38.3. Offline RL & Counterfactual Evaluation

Status: Draft Version: 1.0.0 Tags: #RLOps, #OfflineRL, #OPE, #Rust Author: MLOps Team

Table of Contents

1. The Core Problem: Distribution Shift
2. Off-Policy Evaluation (OPE)
3. Importance Sampling (IS)
4. Doubly Robust (DR) Estimation
5. Conservative Q-Learning (CQL)
6. Dataset Curation Pipeline
7. The OPE Dashboard
8. Visualizing Propensity Overlap
9. Future Directions: Decision Transformers
10. Glossary
11. Summary Checklist

Prerequisites

Before diving into this chapter, ensure you have the following installed:

• Rust: 1.70+
• Parquet Tools: For inspecting logs (parquet-tools)
• Python: 3.10+ (NumPy, Matplotlib)
• WandB/MLflow: For tracking experiments

The Core Problem: Distribution Shift

Online RL is dangerous. If you deploy a random agent to a datacenter cooling system to “learn,” it will overheat the servers. Offline RL (Batch RL) allows us to learn policies from historical logs (generated by a human or a heuristic version) without interacting with the environment.

The Problem Visualized

      +-------------------+
      |  Behavior Policy  |  (Safe, Boring)
      |     (Pi_Beta)     |
      +-------------------+
             /     \
            /       \   <--- Overlap Area (Safe to Learn)
           /         \
+-------------------------+
|      Target Policy      |  (Aggressive, Unknown)

=== Extracted records ===
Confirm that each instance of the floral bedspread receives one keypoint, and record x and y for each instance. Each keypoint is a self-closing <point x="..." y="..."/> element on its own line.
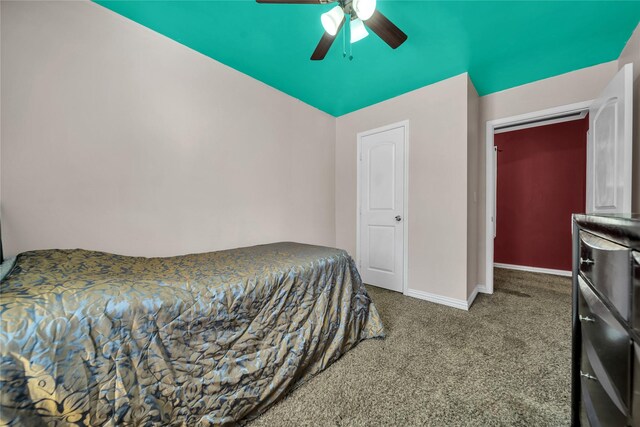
<point x="95" y="339"/>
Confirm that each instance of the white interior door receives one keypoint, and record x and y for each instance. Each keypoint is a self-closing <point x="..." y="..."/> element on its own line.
<point x="382" y="195"/>
<point x="609" y="146"/>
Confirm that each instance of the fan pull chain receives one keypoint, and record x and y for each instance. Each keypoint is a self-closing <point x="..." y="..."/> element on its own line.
<point x="344" y="43"/>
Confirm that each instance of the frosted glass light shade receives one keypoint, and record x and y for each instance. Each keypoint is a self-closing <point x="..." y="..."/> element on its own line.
<point x="331" y="20"/>
<point x="358" y="31"/>
<point x="364" y="8"/>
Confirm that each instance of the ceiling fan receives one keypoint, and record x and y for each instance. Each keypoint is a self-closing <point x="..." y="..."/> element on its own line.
<point x="361" y="13"/>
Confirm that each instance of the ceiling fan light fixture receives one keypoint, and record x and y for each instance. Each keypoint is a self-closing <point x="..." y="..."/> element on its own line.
<point x="358" y="31"/>
<point x="364" y="8"/>
<point x="331" y="20"/>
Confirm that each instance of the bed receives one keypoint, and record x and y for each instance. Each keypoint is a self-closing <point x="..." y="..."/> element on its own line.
<point x="91" y="338"/>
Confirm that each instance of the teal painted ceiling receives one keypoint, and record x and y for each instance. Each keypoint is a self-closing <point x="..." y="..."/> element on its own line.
<point x="501" y="44"/>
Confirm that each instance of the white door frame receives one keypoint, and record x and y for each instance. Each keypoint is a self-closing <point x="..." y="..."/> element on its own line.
<point x="490" y="198"/>
<point x="405" y="214"/>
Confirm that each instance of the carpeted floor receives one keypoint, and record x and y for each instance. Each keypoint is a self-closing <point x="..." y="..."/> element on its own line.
<point x="506" y="362"/>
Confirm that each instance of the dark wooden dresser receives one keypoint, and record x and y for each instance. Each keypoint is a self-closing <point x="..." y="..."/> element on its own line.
<point x="606" y="321"/>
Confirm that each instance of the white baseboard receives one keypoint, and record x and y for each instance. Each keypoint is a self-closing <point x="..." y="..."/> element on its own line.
<point x="534" y="269"/>
<point x="472" y="297"/>
<point x="483" y="290"/>
<point x="439" y="299"/>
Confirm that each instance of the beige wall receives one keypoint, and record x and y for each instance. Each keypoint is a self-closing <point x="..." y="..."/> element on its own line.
<point x="577" y="86"/>
<point x="473" y="141"/>
<point x="631" y="54"/>
<point x="437" y="215"/>
<point x="119" y="139"/>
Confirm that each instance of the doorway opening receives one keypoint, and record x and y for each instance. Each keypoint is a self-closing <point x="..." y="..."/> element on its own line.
<point x="499" y="129"/>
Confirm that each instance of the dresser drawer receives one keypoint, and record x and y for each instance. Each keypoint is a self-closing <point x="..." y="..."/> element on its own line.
<point x="608" y="267"/>
<point x="607" y="341"/>
<point x="635" y="309"/>
<point x="598" y="408"/>
<point x="635" y="393"/>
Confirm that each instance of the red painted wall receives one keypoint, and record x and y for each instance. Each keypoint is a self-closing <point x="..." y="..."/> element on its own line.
<point x="541" y="182"/>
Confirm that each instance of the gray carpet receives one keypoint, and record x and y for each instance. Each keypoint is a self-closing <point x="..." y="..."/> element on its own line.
<point x="506" y="362"/>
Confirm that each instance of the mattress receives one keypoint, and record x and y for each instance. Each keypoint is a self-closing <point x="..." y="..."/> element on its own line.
<point x="91" y="338"/>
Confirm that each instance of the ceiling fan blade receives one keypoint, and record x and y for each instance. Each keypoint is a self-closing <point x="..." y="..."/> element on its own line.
<point x="386" y="30"/>
<point x="296" y="1"/>
<point x="325" y="43"/>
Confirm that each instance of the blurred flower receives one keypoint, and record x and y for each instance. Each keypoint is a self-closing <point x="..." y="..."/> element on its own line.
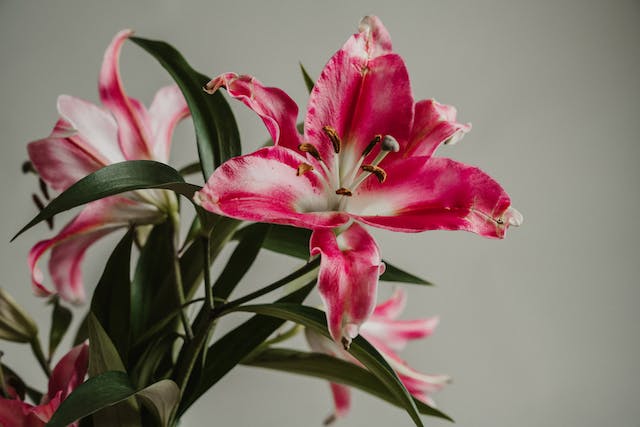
<point x="68" y="374"/>
<point x="389" y="336"/>
<point x="88" y="137"/>
<point x="15" y="323"/>
<point x="366" y="155"/>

=== Task instructions ===
Please list every prerequisite that the offline RL page above says to have installed, with the version or purpose given for each.

=== Answer to the exercise ===
- Rust: 1.70+
- Parquet Tools (parquet-tools): for inspecting logs
- Python: 3.10+ (NumPy, Matplotlib)
- WandB/MLflow: for tracking experiments